» Tarefa breve: Dê continuidade ao texto sobre episódios de racismo envolvendo crianças, a partir da última frase apresentada.

» Fonte:
§

O fotógrafo Ader Gotardo, de 41 anos, pai de Maria Luiza, sabe bem disso. Para além das situações de racismo pelas quais passa desde a infância existem também as que começaram a acontecer desde que ele começou a namorar Fabiana. Violências de diversos tipos, inclusive as disfarçadas de bom humor, elogios e fetichização são comuns também nesse contexto.

“Arrumou um negão!”, alguém diz em pleno almoço com amigos. Olhares de espanto em ambientes majoritariamente brancos de amigos de sua mulher. Familiares brancos que tentam convencer o casal a alisar o cabelo da filha. “É outro nível de racismo, que é mais difícil de combater e denunciar, aquele que dizem ‘isso é coisa da sua cabeça'”, diz. “Depois que as crianças nasceram (Malu tem um irmão de 5 anos, Jorge) aumentou minha atenção em relação ao assunto. Quando aconteceu o episódio da festa, eu não estava presente, só soube depois, no carro. Senti raiva e uma frustração por não ter conversado com a mãe de uma filha minha sobre isso antes, pra ela tentar dar conta de responder”.

A montadora e documentarista Manoela Ziggiatti, de 44 anos, é mãe de Vitor, de 8 anos e Ana Beatriz, de 4. Quando o mais velho tinha por volta de 2 anos, ela e o marido, o produtor de cinema Max Eluard, de 46, o levaram a um espaço de lazer para crianças pequenas. Como é brincadeira comum nessa faixa etária, Vitor passou por algumas almofadas em forma de blocos que tinham sido empilhadas pela mãe de outra criança e as derrubou no chão. “A mulher olhou pra ele com muita raiva e disse: ‘sai daqui moleque feio!'”, lembra Manoela. Eles também preferiram não expor as fotos na matéria.

“Fiquei muito irritada e discuti com ela. Se fosse uma criancinha branca de bochechas rosadas, ela jamais falaria naquele tom”. Manoela e Max, que são brancos, explicaram ao filho que tinham se exaltado, mas que era importante que ele nunca deixasse ninguém falar com ele daquela maneira. Até hoje Vitor repete o que aprendeu naquele dia, se alguém o chama de moleque: “Eu tenho nome, é Vitor”.

§

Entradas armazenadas
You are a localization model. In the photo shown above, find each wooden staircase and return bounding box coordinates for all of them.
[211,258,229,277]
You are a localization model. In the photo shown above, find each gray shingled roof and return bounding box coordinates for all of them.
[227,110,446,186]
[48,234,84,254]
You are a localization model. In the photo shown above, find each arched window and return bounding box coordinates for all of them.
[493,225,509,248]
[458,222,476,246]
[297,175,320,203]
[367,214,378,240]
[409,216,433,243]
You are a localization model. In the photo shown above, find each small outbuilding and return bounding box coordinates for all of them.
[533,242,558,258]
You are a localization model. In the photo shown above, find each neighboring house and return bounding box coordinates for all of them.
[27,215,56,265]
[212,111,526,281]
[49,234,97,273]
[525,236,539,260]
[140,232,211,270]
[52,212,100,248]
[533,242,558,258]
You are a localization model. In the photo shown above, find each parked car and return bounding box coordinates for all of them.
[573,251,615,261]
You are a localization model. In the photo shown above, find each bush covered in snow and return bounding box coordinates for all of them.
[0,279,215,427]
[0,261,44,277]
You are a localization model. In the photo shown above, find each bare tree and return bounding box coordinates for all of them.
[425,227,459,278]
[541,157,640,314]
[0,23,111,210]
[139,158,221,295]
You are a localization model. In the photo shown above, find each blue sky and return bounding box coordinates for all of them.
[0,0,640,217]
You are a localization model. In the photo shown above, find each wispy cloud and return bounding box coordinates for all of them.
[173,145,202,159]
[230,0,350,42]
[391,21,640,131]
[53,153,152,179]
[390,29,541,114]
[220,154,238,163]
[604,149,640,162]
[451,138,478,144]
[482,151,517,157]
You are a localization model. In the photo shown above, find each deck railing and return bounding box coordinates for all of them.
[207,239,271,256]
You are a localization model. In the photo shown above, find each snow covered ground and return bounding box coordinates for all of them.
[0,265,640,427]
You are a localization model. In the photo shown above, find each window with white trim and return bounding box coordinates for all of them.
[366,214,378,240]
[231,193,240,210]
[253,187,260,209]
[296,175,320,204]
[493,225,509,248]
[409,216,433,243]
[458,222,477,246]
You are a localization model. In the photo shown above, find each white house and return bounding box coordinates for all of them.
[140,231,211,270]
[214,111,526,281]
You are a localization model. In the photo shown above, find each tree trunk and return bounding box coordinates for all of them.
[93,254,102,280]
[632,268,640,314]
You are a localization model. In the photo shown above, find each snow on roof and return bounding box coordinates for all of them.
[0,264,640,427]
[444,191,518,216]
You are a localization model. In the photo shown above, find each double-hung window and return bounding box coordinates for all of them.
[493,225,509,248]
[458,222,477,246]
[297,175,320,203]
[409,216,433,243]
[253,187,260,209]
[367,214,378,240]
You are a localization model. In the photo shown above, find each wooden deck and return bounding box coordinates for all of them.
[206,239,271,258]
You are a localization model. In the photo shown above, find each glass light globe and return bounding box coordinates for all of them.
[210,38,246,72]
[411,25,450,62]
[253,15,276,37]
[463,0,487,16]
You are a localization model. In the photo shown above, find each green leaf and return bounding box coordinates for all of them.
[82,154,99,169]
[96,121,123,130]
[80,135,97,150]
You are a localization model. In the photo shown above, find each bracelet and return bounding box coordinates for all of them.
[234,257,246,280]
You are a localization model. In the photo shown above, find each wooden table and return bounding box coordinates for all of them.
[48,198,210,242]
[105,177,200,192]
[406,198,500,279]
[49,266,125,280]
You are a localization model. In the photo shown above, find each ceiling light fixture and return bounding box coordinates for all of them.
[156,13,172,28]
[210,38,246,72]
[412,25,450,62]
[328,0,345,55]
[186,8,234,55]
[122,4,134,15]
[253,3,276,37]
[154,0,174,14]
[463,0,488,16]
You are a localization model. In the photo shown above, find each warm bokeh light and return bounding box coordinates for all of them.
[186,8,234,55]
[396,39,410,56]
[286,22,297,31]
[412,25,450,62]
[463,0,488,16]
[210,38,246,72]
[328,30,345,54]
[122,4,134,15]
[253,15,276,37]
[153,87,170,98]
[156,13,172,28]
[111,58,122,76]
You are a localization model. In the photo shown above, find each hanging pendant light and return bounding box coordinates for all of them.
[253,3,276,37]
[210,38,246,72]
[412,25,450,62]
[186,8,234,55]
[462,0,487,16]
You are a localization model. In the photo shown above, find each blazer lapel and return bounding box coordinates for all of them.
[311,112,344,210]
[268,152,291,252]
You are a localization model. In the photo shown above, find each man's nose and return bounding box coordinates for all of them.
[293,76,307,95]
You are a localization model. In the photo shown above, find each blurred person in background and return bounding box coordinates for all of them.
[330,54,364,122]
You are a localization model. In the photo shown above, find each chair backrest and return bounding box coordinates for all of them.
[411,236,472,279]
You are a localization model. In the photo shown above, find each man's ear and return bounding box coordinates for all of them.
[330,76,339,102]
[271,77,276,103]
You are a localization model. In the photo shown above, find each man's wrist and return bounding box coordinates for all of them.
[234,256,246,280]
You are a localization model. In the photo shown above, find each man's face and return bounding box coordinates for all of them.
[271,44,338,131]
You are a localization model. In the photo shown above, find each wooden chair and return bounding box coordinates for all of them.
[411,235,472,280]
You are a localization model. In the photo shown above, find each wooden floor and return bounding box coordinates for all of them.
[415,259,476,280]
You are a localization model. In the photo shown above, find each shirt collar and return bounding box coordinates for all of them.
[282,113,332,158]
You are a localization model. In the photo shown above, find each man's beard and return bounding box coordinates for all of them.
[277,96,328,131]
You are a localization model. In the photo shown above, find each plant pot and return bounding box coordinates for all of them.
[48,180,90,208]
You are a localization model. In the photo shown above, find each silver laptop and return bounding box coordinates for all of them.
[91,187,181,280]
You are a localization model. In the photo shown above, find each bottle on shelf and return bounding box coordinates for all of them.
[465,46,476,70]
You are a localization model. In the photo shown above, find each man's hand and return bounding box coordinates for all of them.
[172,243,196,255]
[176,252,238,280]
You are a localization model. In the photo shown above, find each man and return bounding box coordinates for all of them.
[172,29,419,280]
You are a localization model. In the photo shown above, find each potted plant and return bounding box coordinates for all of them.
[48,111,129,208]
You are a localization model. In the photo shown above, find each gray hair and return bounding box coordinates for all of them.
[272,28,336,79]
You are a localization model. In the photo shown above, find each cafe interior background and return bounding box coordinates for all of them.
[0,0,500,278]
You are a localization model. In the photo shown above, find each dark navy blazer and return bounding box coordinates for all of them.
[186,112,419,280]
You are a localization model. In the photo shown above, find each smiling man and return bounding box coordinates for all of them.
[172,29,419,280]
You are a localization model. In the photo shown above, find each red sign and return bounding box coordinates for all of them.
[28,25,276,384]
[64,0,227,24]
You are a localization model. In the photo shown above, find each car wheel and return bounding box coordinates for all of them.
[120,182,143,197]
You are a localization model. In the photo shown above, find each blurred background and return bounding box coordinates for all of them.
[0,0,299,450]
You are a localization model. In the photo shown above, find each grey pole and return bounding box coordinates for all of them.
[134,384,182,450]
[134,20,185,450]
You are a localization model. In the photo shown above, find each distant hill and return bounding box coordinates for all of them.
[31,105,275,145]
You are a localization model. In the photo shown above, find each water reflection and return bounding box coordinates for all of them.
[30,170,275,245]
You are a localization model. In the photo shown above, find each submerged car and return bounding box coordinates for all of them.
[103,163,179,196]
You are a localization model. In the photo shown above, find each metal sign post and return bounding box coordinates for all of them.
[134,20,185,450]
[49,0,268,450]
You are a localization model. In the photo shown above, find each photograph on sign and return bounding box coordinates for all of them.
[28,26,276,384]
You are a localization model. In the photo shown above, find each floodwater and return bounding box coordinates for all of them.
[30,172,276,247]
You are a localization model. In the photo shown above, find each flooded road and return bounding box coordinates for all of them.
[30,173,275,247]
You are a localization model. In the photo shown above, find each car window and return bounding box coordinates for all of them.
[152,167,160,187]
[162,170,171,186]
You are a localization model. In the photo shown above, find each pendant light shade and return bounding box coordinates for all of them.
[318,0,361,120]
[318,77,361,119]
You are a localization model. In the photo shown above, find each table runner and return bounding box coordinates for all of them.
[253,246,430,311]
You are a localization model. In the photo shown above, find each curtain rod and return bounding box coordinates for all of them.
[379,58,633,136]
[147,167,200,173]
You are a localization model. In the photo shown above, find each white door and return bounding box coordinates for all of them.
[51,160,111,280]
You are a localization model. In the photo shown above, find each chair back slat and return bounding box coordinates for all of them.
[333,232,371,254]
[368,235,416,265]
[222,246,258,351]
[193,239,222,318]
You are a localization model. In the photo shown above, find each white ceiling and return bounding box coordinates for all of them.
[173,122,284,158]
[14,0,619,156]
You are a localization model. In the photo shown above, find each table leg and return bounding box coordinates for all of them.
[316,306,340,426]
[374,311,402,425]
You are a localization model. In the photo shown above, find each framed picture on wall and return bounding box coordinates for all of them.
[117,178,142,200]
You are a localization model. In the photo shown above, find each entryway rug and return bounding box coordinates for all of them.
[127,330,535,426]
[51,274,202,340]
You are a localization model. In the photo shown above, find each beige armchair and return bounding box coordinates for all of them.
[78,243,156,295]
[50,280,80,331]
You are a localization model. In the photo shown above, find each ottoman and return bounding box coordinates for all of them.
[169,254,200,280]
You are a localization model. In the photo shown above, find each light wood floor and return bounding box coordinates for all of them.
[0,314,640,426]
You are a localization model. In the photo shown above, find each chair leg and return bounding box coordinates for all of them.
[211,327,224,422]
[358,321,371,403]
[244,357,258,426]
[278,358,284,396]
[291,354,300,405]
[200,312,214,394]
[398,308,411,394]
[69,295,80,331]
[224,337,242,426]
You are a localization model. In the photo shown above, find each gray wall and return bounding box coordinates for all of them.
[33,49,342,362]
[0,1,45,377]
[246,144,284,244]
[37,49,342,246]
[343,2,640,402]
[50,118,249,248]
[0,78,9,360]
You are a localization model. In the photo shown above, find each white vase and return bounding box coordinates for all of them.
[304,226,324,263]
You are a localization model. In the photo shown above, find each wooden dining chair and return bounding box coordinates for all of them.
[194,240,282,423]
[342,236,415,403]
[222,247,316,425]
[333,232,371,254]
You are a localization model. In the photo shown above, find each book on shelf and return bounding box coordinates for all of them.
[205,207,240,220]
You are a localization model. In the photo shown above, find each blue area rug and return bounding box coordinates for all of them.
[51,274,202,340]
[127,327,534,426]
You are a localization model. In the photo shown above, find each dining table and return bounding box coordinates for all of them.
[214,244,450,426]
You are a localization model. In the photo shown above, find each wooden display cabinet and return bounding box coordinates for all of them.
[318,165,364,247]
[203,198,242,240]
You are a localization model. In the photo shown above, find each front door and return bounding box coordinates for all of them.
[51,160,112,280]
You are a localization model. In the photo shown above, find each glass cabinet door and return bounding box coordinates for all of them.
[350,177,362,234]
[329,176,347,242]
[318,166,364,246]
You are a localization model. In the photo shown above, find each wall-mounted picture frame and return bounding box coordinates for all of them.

§

» Resultado da tarefa:
Ambas as famílias acumulam episódios de discriminação racial, sendo mais frequentes os que se enquadram na categoria de racismo cotidiano. Como quando uma vendedora de uma loja ofereceu apenas os produtos mais baratos para Manoela por pressupor que o fato de ela ter uma criança negra consigo a identificava como alguém de uma classe social mais baixa. Na peça de teatro da escola, uma professora propôs que Malu representasse a Tia Anastácia (personagem de Monteiro Lobato), por ser a única menina negra da turma. Em espaços públicos, pessoas pedem para fotografar Vitor por identificar seu cabelo afro como “exótico”. “Uma criança branca de chinelo e roupa velha num shopping vai ser vista de uma forma. Se for negra, de outra. Meus filhos precisam estar sempre bem vestidos, é um cuidado que tomamos para contradizer a imagem preestabelecida no olhar das pessoas”, afirma Manoela.

O viés da branquitude

Lia Vainer Schucman, doutora em Psicologia Social pela USP, pesquisa, há mais de dez anos, a identidade racial branca — ou branquitude — como construção social na cidade de São Paulo, e a hierarquia estabelecida e inabalada em que pessoas negras estão sempre em posições de desvantagem em relação aos privilégios simbólicos e materiais que só podem ser plenamente desfrutados por quem tem pele clara.

Racializar as pessoas brancas foi o caminho de estudos escolhido pela psicóloga — que é branca —, rompendo com o padrão racista de colocar o sujeito negro como objeto de estudo e buscando compreender, detalhadamente, os mecanismos que fazem com que a branquitude se autodetermine como o centro, o universal, classificando todos os não brancos como “os diferentes”.

No livro “Famílias inter-raciais – tensões entre cor e amor” (EDUFBA), que é resultado de sua pesquisa de pós-douturado, Schucman analisa essa mesma hierarquia racial — e suas consequências — dentro dessas famílias. O racismo aparece de diversas formas: em uma das famílias entrevistadas pela pesquisadora, por exemplo, uma mãe, branca, insiste em definir como “moreno” o pai de sua filha, negro, em uma negação de suas origens.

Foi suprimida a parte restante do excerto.